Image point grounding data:
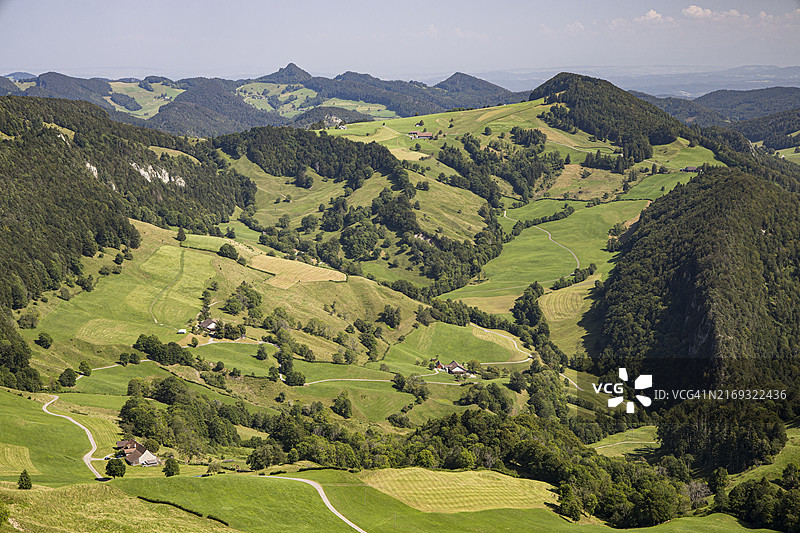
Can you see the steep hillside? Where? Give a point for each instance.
(687, 111)
(744, 105)
(71, 177)
(607, 112)
(709, 277)
(777, 131)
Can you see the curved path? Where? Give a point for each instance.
(324, 497)
(517, 347)
(88, 457)
(578, 261)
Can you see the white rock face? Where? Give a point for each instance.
(150, 173)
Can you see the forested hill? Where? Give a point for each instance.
(687, 111)
(743, 105)
(71, 177)
(207, 107)
(710, 275)
(778, 130)
(608, 112)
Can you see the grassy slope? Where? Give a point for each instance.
(452, 492)
(51, 445)
(635, 442)
(377, 512)
(250, 503)
(96, 508)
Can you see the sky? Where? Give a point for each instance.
(400, 40)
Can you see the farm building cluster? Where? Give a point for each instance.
(135, 453)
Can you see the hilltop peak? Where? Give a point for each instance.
(466, 83)
(291, 73)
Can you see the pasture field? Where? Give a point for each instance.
(678, 155)
(532, 256)
(789, 454)
(50, 447)
(655, 186)
(790, 155)
(377, 512)
(447, 342)
(151, 102)
(172, 153)
(249, 503)
(394, 133)
(599, 183)
(97, 508)
(537, 209)
(453, 492)
(635, 442)
(566, 310)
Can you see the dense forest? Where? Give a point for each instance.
(709, 278)
(776, 130)
(626, 494)
(69, 193)
(607, 112)
(744, 105)
(687, 111)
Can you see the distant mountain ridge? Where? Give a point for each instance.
(211, 106)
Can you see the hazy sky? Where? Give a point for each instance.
(234, 39)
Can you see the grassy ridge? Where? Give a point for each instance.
(53, 446)
(250, 503)
(97, 508)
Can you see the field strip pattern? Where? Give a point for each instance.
(325, 499)
(15, 458)
(454, 492)
(87, 459)
(517, 347)
(167, 289)
(626, 442)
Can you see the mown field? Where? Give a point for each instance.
(634, 442)
(96, 508)
(50, 448)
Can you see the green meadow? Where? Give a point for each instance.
(49, 447)
(655, 186)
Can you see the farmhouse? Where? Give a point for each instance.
(209, 324)
(452, 368)
(135, 453)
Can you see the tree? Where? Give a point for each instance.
(342, 405)
(24, 481)
(44, 340)
(227, 250)
(115, 468)
(309, 223)
(718, 480)
(68, 378)
(171, 468)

DIRECTIONS FOR THIS TASK:
Word for word, repeat the line holding "Can you see the grassy ridge?" and all lines after it through the end of the entries above.

FINAL ANSWER:
Can you see the grassy ridge? Where? Give a point for each instance.
(53, 446)
(250, 503)
(97, 508)
Can you see the field strip pattern? Where? Give a point for each instance.
(325, 499)
(15, 458)
(454, 492)
(87, 459)
(517, 347)
(167, 289)
(626, 442)
Can you see the mown field? Where? Give a point for each instance.
(634, 442)
(96, 508)
(50, 448)
Can you see the green meadow? Where? Give a point for each instance.
(49, 447)
(655, 186)
Can you see the farmhouse? Where? Give a point for each instance.
(209, 324)
(452, 368)
(135, 453)
Can you see the tree? Where? Give a point for each instance.
(342, 405)
(24, 481)
(44, 340)
(227, 250)
(115, 468)
(309, 223)
(718, 480)
(68, 378)
(171, 468)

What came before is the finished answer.